Work request: Exactly as they appear below, repeat the lines from the one with "[(483, 132), (427, 92), (361, 331)]" through the one with "[(84, 215), (64, 445)]", and no others.

•••••

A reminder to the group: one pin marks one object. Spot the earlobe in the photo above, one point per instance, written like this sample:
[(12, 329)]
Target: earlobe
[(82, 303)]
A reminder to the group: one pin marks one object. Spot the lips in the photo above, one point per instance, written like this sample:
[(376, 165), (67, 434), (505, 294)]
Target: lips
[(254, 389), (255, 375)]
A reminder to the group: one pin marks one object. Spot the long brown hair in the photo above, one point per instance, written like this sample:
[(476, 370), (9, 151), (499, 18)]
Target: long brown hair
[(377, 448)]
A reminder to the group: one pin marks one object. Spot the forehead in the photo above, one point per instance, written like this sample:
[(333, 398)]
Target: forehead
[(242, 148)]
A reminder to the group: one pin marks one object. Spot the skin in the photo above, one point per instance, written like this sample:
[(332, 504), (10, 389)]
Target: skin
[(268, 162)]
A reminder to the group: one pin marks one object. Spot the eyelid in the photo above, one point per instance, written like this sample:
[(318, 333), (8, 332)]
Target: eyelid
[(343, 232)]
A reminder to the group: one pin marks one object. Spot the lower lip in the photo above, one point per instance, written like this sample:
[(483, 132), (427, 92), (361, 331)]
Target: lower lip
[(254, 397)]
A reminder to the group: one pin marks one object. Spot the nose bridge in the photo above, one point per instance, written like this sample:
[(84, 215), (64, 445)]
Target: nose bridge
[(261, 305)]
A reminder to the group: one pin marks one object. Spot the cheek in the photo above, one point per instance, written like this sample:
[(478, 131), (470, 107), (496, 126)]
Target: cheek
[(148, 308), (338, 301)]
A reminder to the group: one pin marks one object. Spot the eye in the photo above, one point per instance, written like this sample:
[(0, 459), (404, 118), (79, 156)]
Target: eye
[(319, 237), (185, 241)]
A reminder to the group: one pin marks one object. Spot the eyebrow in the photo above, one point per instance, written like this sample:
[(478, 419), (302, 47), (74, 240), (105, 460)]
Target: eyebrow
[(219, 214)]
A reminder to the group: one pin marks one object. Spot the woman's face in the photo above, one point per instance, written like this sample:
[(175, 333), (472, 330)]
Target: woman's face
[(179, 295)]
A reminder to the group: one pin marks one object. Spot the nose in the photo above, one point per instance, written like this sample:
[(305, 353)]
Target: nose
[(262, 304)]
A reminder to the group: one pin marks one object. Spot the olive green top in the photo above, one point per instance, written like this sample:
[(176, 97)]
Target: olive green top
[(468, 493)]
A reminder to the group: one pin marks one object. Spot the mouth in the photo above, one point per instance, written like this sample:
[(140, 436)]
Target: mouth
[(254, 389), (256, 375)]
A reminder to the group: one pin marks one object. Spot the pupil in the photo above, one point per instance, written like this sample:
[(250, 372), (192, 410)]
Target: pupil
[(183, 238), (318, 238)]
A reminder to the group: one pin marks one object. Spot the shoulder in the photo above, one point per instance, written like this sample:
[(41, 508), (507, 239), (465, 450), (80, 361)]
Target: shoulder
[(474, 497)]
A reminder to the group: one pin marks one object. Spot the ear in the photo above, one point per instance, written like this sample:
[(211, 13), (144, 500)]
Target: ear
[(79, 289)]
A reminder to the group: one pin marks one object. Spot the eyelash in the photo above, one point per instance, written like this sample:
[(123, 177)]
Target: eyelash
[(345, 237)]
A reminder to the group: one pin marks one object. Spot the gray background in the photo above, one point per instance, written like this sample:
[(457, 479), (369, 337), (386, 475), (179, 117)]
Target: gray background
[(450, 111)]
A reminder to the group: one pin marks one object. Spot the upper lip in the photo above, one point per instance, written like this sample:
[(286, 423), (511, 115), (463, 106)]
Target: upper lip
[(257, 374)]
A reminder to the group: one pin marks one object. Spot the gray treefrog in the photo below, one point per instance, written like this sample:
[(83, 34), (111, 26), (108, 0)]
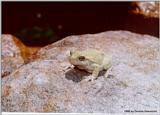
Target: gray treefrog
[(92, 61)]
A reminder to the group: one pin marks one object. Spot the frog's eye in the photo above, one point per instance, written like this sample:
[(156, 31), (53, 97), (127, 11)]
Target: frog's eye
[(71, 52), (81, 58)]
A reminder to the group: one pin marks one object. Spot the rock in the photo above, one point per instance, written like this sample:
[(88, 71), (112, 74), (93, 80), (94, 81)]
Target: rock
[(14, 53), (11, 54), (50, 83)]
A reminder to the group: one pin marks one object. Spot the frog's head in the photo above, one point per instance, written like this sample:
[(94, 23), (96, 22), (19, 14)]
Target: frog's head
[(77, 58)]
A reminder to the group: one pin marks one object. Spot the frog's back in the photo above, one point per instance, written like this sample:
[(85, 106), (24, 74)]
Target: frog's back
[(94, 55)]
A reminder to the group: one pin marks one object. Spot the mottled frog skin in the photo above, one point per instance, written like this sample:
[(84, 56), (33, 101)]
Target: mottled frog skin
[(92, 61)]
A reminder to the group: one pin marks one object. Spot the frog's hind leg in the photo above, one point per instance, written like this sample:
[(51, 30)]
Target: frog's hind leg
[(108, 72)]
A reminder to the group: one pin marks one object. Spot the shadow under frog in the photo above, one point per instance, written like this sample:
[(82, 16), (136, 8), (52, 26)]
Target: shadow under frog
[(76, 75)]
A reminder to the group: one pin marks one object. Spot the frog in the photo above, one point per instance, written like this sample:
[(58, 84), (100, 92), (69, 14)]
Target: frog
[(91, 61)]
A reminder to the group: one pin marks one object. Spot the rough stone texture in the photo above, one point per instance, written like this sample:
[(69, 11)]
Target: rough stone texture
[(51, 84), (11, 55)]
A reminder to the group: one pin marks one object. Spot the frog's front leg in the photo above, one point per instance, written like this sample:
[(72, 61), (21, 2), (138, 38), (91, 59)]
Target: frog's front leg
[(95, 73)]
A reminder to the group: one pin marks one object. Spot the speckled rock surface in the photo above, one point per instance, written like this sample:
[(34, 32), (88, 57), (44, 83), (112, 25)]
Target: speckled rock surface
[(51, 84), (11, 55)]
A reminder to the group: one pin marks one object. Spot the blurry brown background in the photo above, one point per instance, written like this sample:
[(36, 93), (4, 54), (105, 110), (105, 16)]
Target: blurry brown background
[(42, 23)]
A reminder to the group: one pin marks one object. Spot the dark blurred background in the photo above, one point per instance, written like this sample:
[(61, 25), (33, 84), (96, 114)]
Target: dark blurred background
[(42, 23)]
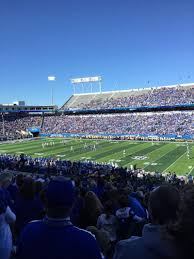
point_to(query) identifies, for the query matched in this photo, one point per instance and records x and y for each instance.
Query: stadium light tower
(52, 78)
(86, 80)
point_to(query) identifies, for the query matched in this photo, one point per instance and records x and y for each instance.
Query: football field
(157, 156)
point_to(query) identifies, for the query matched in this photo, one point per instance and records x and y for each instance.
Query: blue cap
(60, 193)
(2, 202)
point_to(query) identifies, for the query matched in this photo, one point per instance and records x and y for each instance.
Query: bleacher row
(169, 95)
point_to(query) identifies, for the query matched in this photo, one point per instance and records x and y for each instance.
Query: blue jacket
(152, 245)
(137, 207)
(56, 239)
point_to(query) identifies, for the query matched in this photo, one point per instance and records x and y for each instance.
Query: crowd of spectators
(159, 123)
(179, 123)
(85, 210)
(154, 97)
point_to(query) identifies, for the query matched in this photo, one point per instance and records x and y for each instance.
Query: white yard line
(175, 161)
(157, 158)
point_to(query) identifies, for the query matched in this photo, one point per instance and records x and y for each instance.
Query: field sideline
(158, 156)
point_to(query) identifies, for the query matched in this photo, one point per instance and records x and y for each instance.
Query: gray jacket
(151, 245)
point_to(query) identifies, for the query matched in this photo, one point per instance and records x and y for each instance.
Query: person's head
(27, 188)
(124, 201)
(102, 239)
(2, 203)
(5, 179)
(59, 197)
(92, 201)
(108, 208)
(19, 180)
(182, 230)
(38, 185)
(163, 205)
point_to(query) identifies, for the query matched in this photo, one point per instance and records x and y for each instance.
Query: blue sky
(127, 42)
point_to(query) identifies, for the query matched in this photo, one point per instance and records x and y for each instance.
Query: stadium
(150, 129)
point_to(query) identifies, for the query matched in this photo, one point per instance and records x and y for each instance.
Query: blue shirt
(56, 239)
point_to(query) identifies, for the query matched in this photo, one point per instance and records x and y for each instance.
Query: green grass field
(158, 156)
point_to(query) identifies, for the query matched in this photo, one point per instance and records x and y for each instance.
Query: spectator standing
(55, 236)
(163, 207)
(7, 217)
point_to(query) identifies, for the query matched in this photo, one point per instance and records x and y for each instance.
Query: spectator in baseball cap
(55, 236)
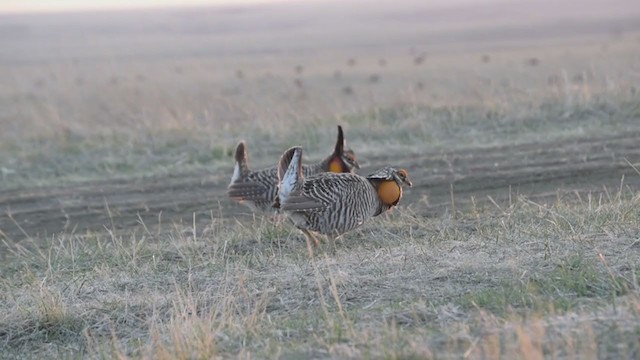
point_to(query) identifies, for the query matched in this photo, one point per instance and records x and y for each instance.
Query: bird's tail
(289, 173)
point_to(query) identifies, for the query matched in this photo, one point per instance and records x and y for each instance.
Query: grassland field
(520, 129)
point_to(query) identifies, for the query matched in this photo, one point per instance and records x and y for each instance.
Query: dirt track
(537, 170)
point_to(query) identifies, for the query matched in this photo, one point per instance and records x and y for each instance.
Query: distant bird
(258, 189)
(332, 204)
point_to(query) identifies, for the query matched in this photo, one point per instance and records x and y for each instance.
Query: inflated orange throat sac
(336, 165)
(389, 192)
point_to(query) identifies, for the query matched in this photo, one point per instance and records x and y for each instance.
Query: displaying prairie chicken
(333, 204)
(258, 189)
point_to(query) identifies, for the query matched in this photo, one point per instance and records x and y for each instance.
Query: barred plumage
(332, 204)
(258, 189)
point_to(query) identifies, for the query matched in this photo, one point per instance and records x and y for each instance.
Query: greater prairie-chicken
(258, 189)
(333, 204)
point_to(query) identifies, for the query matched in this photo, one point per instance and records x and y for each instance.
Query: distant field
(519, 127)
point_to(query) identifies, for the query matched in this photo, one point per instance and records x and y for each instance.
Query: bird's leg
(332, 242)
(309, 236)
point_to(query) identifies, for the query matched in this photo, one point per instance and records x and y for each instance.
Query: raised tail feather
(239, 189)
(289, 174)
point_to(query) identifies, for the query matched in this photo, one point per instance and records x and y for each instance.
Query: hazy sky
(13, 6)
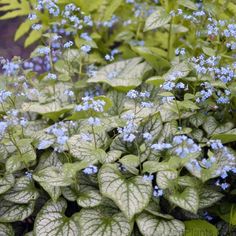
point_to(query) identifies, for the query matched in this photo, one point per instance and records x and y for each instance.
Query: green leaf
(228, 137)
(188, 199)
(157, 19)
(154, 166)
(6, 230)
(96, 222)
(34, 36)
(22, 192)
(25, 156)
(197, 119)
(208, 197)
(12, 212)
(47, 160)
(131, 195)
(23, 29)
(150, 225)
(89, 198)
(110, 156)
(152, 124)
(51, 110)
(86, 151)
(54, 176)
(122, 75)
(52, 221)
(165, 179)
(188, 4)
(199, 227)
(6, 182)
(155, 58)
(227, 212)
(155, 80)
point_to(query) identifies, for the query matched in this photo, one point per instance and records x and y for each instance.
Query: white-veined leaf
(97, 223)
(150, 225)
(52, 175)
(6, 182)
(11, 212)
(131, 195)
(51, 221)
(6, 230)
(122, 75)
(90, 198)
(22, 192)
(157, 19)
(208, 197)
(165, 179)
(187, 200)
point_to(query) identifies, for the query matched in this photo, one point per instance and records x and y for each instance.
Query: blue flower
(91, 169)
(68, 44)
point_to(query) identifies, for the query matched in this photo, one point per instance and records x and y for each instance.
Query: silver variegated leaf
(157, 19)
(131, 195)
(110, 156)
(11, 212)
(97, 223)
(90, 198)
(52, 175)
(208, 197)
(6, 230)
(123, 75)
(52, 221)
(150, 225)
(6, 182)
(187, 200)
(22, 192)
(165, 179)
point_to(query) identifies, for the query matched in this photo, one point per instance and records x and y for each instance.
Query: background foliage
(122, 121)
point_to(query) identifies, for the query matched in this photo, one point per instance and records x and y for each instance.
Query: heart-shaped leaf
(96, 222)
(6, 230)
(157, 19)
(198, 227)
(52, 221)
(90, 198)
(188, 199)
(11, 212)
(6, 182)
(22, 192)
(150, 225)
(131, 195)
(165, 178)
(208, 197)
(122, 75)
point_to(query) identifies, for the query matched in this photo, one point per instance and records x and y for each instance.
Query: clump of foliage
(123, 120)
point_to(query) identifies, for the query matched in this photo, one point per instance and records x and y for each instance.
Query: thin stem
(94, 137)
(170, 41)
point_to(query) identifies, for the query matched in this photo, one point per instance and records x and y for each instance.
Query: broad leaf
(188, 199)
(131, 195)
(6, 230)
(157, 19)
(208, 197)
(52, 221)
(150, 225)
(123, 75)
(199, 227)
(11, 212)
(6, 182)
(90, 198)
(96, 222)
(22, 192)
(165, 179)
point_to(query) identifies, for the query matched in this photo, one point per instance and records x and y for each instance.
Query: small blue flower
(68, 44)
(91, 169)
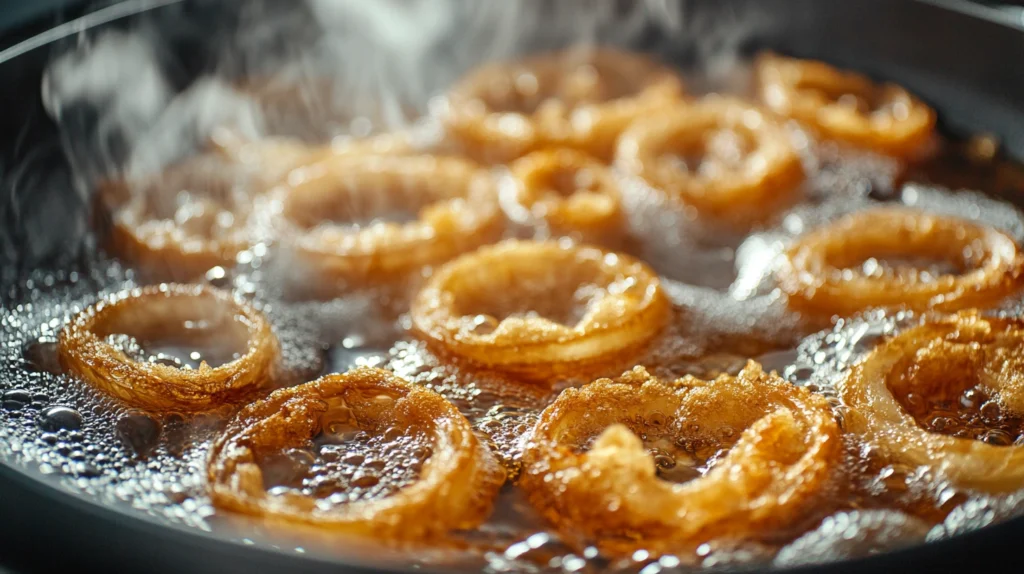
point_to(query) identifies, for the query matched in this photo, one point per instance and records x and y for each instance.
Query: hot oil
(727, 309)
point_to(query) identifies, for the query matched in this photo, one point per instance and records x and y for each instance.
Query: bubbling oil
(726, 309)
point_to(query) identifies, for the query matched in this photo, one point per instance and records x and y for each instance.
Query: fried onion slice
(177, 224)
(840, 268)
(773, 448)
(846, 105)
(566, 192)
(725, 158)
(111, 346)
(580, 98)
(541, 307)
(947, 395)
(455, 489)
(379, 218)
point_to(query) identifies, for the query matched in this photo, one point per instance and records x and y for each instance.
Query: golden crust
(581, 98)
(567, 192)
(151, 312)
(541, 307)
(454, 203)
(925, 359)
(172, 236)
(748, 166)
(784, 448)
(455, 490)
(816, 275)
(846, 105)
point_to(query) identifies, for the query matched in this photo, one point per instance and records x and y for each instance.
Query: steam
(305, 70)
(133, 98)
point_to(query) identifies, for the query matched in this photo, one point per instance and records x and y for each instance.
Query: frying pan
(963, 58)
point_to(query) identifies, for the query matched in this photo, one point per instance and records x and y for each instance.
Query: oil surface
(727, 308)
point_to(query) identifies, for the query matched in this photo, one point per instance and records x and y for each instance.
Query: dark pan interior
(964, 60)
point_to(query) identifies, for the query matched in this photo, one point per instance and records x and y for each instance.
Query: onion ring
(455, 490)
(566, 192)
(541, 307)
(576, 98)
(815, 272)
(184, 311)
(942, 356)
(454, 204)
(725, 158)
(783, 446)
(178, 224)
(846, 105)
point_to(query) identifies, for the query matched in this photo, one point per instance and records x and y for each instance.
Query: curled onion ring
(178, 224)
(783, 446)
(942, 357)
(577, 98)
(537, 307)
(455, 490)
(568, 193)
(453, 205)
(816, 271)
(726, 159)
(192, 314)
(846, 105)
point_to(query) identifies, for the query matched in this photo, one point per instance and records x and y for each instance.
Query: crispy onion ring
(783, 447)
(577, 98)
(816, 270)
(177, 224)
(726, 159)
(566, 192)
(942, 356)
(539, 307)
(192, 314)
(846, 105)
(453, 204)
(455, 490)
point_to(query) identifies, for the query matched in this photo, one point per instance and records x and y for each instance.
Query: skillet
(963, 58)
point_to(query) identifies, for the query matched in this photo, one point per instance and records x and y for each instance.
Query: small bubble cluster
(726, 308)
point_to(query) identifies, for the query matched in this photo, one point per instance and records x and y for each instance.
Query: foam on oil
(726, 309)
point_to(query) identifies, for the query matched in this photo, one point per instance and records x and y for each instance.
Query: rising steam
(138, 95)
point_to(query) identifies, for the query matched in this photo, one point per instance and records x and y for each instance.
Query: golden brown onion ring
(192, 315)
(566, 192)
(177, 224)
(783, 446)
(817, 274)
(846, 105)
(539, 307)
(726, 159)
(580, 98)
(455, 490)
(942, 356)
(453, 205)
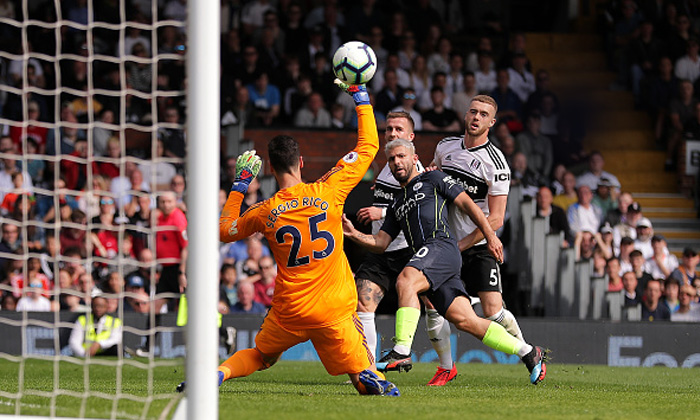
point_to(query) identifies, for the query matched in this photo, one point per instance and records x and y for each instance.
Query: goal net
(93, 110)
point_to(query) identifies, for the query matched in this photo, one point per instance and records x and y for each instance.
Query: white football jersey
(481, 170)
(385, 189)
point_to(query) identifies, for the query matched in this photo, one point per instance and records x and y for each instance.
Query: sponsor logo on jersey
(351, 157)
(233, 230)
(408, 205)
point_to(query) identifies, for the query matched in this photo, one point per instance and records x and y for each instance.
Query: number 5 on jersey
(294, 259)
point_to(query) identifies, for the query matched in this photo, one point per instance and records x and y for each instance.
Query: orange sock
(242, 363)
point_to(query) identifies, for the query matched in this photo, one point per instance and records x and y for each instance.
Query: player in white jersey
(377, 274)
(482, 170)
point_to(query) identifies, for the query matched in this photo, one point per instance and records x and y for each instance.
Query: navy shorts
(480, 271)
(383, 269)
(439, 260)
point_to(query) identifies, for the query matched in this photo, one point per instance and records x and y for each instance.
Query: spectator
(629, 284)
(419, 77)
(246, 301)
(265, 286)
(688, 66)
(8, 302)
(265, 98)
(612, 269)
(688, 310)
(536, 147)
(408, 104)
(177, 185)
(662, 263)
(439, 117)
(156, 171)
(313, 114)
(616, 215)
(643, 241)
(686, 271)
(389, 96)
(595, 172)
(96, 333)
(122, 187)
(637, 261)
(171, 248)
(74, 236)
(9, 161)
(584, 215)
(652, 308)
(141, 218)
(33, 301)
(462, 99)
(556, 215)
(670, 295)
(628, 225)
(603, 196)
(228, 288)
(523, 176)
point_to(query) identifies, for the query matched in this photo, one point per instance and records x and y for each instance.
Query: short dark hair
(283, 152)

•••••

Completed exercise:
[(483, 132), (427, 92), (361, 331)]
Target: lower lip
[(254, 397)]
A reminder to the group: one pin marks one object. Spot the nose bridge in the photo above, one point per instance, written like this sample:
[(84, 215), (64, 445)]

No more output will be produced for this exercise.